A certain Jamie Lynn Espinueva started a petition on entitled “Capital punishment for Jonel Nuezca.” It has 1,817 signatures as of Tuesday (Dec. 22).
On Monday (Dec. 21), Sen. Bong Revilla called for the revival of capital punishment for heinous crimes, calling the Gregorio murders a “compelling case for the reinstitution of the death penalty.”
Social media platforms, like Facebook and Twitter, also went abuzz with calls to restore the death penalty for Nuezca and other proposals to jail him for life.
During the 17th Congress, the House of Representatives passed the bill reinstating the death penalty on third and final reading. It was dead on arrival at the Senate.
At least 12 measures seeking to revive capital punishment have been filed in the 18th Congress in 2019. These are pending at the House justice committee.
Asked if he would support the clamor to reimpose the death penalty, Alvarez, a firm proponent of capital punishment, said the question should be asked the Senate instead.

• [Extracted records]
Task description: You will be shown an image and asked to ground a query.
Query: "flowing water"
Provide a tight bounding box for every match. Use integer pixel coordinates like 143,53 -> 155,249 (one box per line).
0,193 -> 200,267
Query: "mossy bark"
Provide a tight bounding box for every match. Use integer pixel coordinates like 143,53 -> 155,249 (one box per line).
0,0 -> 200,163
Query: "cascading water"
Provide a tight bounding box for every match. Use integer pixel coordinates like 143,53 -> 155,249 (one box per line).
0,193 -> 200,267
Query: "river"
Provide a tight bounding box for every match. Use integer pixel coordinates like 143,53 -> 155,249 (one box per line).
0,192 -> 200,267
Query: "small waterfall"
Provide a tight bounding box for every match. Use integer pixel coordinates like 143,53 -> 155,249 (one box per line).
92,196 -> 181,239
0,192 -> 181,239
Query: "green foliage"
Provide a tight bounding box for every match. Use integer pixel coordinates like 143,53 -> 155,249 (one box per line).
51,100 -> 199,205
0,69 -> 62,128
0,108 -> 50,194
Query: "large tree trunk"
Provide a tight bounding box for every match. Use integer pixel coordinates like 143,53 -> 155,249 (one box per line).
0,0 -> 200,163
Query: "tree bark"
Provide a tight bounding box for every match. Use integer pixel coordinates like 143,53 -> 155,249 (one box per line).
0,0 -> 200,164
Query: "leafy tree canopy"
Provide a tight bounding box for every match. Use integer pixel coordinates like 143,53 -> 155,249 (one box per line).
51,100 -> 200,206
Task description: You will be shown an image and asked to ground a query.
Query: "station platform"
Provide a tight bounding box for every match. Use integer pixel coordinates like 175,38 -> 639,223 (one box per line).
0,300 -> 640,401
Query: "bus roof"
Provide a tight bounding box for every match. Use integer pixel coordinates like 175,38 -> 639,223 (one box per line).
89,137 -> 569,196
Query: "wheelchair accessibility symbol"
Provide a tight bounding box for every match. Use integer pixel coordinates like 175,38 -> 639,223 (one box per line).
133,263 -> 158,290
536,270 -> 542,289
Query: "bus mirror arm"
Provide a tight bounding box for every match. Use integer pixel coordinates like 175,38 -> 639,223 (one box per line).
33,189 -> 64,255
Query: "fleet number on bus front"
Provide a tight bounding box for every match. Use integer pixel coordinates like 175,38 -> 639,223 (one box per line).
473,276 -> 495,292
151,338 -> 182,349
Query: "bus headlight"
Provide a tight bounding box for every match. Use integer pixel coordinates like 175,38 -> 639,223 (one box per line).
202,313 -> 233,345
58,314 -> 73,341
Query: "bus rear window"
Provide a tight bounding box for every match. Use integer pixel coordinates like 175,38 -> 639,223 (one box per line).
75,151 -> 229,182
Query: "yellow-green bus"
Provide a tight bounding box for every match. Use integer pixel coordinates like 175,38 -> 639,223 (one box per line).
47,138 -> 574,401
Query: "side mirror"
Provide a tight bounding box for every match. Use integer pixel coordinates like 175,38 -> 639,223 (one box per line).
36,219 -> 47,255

• [Tasks and exercises]
1. Put this sentence from the article on the death penalty into Spanish: "At least 12 measures seeking to revive capital punishment have been filed in the 18th Congress in 2019."
2. According to the article on the death penalty, how many signatures did the petition have as of Tuesday (Dec. 22)?
The entries have nothing to do with the article on the death penalty.

• [Answers to the exercises]
1. Al menos 12 medidas que buscan restablecer la pena capital se presentaron en el 18.º Congreso en 2019.

2. 1,817 signatures.